[Photo-based referring expression data]

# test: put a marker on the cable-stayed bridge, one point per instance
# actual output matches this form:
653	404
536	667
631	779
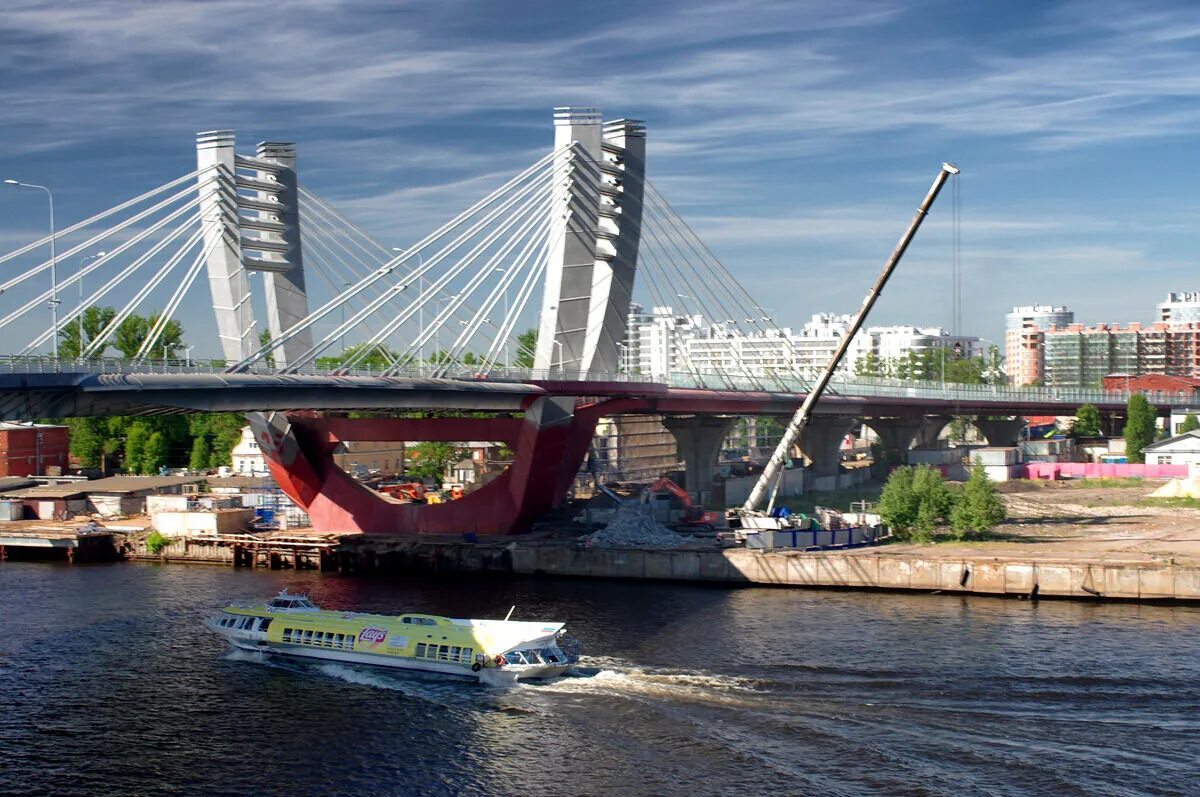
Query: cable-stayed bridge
313	318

EXERCISE AIM - Could you write the entries out again exactly, without their pictures?

ANSWER SPACE -
# test: put a marker on the cable-stayed bridge, one point per instance
# actual output matches this form:
653	404
536	667
631	779
Query: cable-stayed bridge
313	318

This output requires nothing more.